» RECORDS SUPPLIED
○ ○ ○

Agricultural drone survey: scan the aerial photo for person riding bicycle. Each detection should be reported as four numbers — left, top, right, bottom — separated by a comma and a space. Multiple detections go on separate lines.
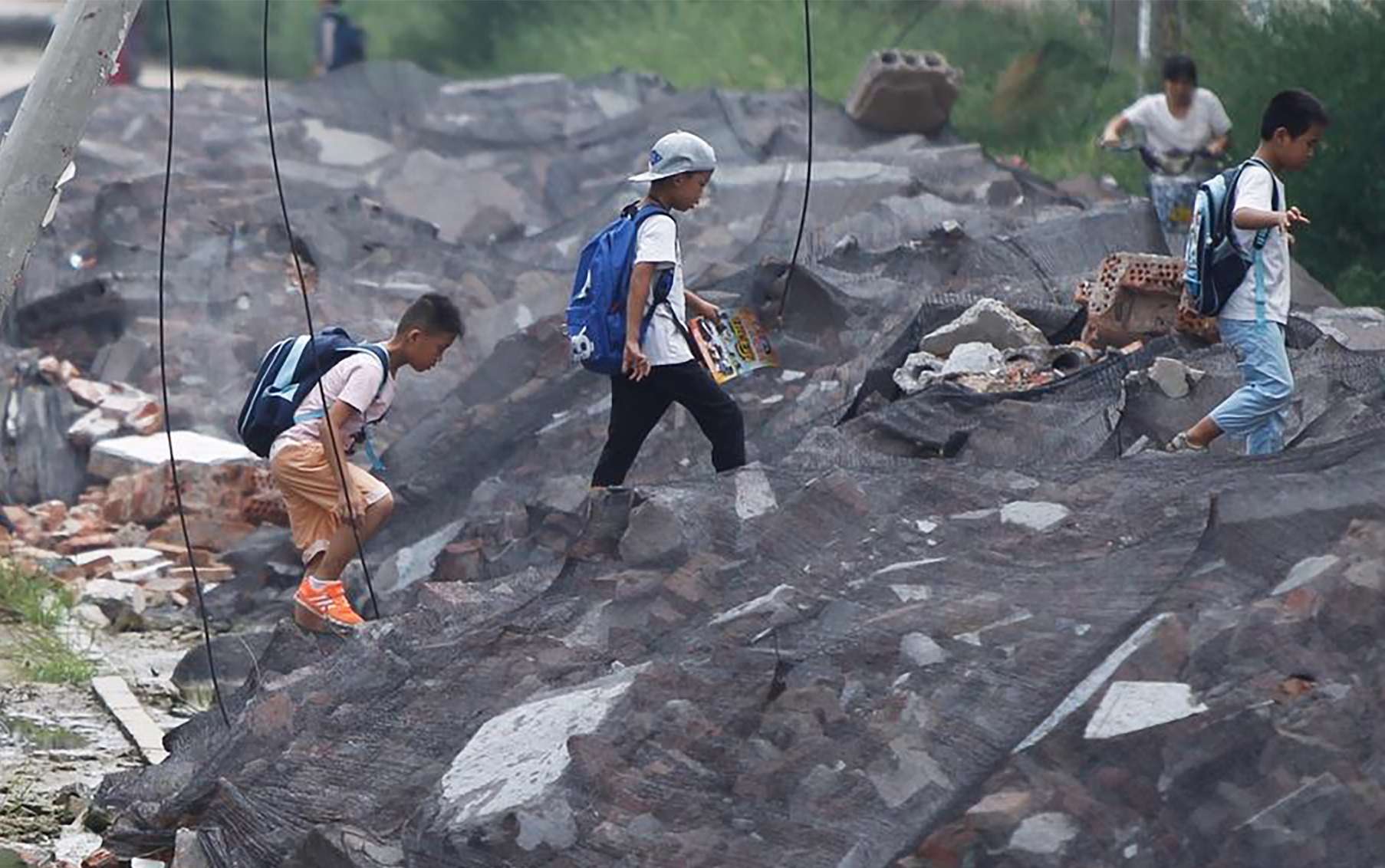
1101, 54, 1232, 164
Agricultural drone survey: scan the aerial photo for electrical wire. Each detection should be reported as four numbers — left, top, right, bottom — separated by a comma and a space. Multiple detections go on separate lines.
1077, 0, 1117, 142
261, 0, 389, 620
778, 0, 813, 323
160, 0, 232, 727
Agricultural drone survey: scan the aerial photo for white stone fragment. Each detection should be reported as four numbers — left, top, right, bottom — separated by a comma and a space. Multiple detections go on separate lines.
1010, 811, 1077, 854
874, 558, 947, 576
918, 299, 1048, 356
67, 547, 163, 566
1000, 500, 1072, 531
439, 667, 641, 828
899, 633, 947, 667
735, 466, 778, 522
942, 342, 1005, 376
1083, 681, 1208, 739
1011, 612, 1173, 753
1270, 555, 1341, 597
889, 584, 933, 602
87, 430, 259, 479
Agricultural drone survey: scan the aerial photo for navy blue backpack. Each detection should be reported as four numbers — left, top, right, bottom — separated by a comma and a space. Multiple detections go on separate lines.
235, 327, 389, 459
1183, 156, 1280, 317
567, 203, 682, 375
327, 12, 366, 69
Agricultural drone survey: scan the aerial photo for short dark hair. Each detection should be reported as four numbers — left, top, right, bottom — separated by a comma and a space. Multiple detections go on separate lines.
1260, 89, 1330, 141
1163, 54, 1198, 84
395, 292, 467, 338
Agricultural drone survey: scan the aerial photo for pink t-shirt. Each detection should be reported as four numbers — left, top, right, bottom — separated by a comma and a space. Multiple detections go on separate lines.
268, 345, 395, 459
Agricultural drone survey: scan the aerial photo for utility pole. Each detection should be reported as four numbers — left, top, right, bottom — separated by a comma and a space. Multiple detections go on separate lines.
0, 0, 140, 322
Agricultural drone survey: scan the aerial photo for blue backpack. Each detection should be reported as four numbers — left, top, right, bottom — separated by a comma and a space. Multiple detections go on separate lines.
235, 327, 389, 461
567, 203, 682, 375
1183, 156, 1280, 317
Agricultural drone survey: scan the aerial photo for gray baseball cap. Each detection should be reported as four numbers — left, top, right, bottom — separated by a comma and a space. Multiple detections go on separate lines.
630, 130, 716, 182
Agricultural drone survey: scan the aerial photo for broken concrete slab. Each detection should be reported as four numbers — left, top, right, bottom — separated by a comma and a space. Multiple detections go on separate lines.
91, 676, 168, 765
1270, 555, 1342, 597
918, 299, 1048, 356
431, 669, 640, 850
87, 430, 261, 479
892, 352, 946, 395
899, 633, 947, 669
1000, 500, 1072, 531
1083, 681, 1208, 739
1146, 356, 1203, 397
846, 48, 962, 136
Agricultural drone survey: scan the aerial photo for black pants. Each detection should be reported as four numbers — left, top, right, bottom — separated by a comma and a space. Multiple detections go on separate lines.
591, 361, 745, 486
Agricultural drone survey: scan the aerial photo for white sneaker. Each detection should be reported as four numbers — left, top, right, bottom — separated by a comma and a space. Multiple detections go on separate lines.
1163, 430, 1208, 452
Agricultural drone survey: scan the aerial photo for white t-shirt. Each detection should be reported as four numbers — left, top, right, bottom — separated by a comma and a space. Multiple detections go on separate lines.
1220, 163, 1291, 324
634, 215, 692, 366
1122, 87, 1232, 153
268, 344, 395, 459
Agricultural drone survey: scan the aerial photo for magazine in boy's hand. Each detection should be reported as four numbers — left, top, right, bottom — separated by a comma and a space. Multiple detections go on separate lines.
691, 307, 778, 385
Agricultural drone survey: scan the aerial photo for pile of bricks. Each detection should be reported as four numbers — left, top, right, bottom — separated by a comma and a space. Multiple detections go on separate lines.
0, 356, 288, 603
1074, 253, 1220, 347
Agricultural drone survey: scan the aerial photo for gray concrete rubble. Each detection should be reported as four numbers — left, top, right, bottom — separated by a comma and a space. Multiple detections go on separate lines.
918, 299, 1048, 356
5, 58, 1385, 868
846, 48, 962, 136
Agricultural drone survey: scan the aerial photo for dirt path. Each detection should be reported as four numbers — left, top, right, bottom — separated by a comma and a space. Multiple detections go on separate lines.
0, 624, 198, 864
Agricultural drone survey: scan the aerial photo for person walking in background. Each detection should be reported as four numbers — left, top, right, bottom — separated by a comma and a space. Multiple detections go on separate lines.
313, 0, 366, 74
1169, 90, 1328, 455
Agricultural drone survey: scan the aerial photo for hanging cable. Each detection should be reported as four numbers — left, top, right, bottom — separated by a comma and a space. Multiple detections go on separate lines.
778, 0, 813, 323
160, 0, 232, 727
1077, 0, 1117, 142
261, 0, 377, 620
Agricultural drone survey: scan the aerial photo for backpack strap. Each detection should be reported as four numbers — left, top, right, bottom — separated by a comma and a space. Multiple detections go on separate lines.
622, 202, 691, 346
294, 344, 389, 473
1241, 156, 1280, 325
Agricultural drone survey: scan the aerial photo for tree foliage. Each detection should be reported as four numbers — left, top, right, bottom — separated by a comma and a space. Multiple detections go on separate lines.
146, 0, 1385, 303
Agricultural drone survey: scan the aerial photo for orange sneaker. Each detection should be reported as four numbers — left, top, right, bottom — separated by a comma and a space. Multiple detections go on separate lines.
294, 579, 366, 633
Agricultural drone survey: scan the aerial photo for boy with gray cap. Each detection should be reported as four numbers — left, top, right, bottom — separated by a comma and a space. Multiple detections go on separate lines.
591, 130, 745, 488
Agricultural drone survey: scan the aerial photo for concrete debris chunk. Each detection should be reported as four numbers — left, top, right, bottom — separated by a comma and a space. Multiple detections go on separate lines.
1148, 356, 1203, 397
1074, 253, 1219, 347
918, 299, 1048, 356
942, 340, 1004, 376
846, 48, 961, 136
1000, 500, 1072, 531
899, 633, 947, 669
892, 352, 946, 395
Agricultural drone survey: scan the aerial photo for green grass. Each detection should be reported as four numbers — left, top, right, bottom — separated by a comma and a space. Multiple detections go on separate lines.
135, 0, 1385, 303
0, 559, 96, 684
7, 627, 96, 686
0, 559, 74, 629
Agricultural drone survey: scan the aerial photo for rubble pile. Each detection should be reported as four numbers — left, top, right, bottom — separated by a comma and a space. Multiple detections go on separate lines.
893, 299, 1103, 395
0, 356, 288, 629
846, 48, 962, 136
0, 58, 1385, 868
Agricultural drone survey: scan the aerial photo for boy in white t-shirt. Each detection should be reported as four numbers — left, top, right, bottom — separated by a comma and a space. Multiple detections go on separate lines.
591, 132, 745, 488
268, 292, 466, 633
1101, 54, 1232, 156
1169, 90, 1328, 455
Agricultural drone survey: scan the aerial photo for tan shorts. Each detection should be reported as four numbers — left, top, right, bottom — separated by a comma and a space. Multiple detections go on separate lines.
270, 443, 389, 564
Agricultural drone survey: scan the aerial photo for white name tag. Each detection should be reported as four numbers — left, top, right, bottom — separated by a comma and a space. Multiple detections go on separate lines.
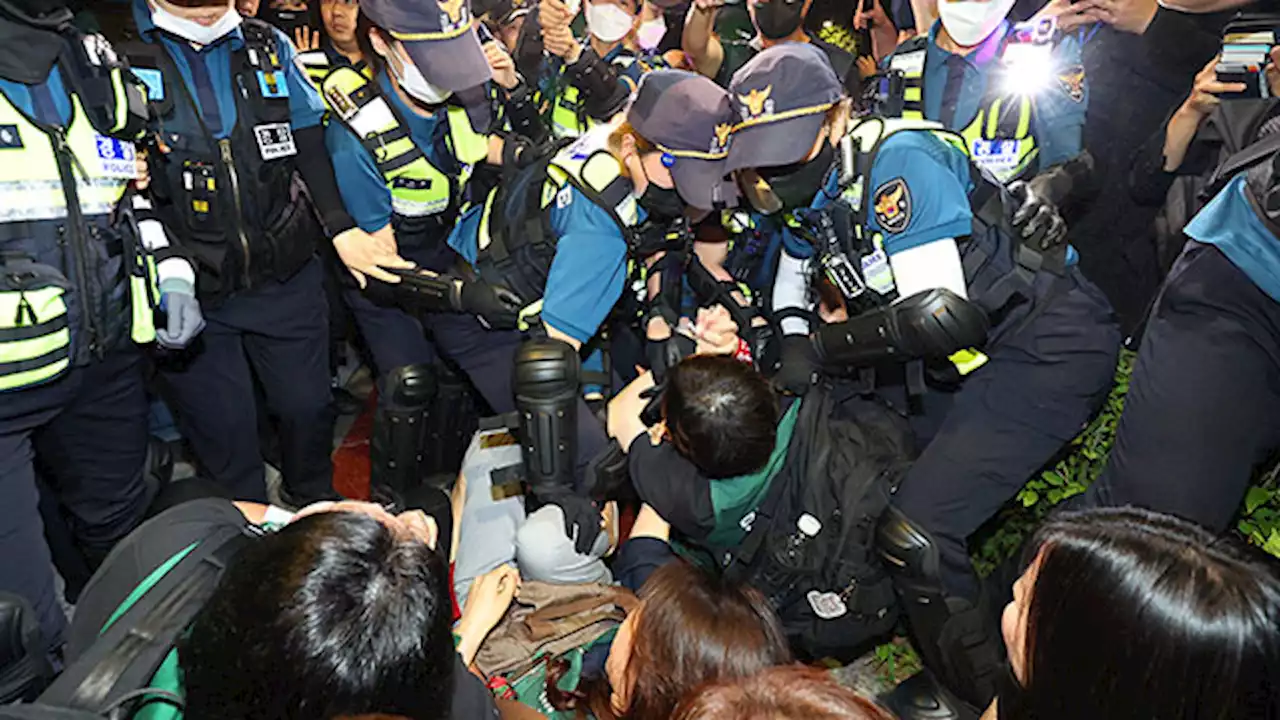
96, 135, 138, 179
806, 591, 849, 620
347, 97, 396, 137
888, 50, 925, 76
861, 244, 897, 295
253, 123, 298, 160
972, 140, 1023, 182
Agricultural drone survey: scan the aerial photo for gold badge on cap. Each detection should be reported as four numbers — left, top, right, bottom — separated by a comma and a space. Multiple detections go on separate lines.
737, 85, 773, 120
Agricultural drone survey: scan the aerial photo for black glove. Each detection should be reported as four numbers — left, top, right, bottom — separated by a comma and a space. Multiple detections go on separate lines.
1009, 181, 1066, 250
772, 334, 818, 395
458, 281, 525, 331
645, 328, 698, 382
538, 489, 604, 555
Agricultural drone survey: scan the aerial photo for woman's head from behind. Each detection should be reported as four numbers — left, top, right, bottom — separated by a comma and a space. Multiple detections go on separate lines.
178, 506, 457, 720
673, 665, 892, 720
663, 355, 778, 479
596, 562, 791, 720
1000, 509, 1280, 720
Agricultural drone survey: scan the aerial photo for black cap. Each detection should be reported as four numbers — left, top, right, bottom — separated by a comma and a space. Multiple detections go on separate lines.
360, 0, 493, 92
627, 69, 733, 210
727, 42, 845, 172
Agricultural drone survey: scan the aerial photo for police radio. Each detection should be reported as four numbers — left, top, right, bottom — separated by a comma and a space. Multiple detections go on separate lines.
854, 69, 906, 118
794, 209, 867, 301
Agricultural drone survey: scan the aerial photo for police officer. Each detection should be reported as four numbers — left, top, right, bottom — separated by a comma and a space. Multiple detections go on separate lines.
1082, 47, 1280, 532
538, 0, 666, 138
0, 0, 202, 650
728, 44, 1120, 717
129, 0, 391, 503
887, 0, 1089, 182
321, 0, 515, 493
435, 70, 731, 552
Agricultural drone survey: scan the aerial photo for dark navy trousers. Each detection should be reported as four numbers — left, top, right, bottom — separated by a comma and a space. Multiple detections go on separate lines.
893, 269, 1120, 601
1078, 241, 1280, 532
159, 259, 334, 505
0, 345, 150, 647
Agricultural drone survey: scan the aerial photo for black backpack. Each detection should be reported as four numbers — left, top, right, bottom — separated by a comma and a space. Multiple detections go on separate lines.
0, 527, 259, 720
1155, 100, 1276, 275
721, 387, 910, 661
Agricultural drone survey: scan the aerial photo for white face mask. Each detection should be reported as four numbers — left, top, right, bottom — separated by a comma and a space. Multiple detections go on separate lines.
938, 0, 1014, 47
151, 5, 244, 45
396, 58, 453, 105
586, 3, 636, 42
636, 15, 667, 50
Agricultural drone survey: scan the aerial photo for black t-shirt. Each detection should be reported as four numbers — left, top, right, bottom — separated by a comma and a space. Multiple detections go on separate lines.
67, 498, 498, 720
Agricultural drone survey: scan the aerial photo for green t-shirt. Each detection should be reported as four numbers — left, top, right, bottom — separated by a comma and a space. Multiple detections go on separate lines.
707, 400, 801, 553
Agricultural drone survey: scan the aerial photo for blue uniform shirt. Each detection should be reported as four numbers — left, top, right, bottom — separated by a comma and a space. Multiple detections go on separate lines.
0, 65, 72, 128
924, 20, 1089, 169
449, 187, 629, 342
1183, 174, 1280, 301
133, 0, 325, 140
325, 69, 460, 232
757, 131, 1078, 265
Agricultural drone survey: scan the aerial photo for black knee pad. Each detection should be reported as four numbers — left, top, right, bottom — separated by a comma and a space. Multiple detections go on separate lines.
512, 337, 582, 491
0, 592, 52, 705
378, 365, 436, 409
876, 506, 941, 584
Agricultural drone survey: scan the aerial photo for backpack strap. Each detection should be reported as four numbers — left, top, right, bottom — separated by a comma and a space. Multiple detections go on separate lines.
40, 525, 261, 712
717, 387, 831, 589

○ ○ ○

» TASK INSTRUCTIONS
Copy the data word for word, beginning at the line that contains "Agricultural drone survey: scan the aerial photo for pile" and ending after the line that contains "1074, 253, 1220, 347".

» SOLUTION FOR THIS EXERCISE
Agricultural drone survey: scan the aerial photo for pile of bricks. Each detection should be reported as four numbers — left, top, right, bottom — separated by a comma and a space. Multiple detections go on separate lines.
0, 356, 288, 603
1074, 253, 1220, 347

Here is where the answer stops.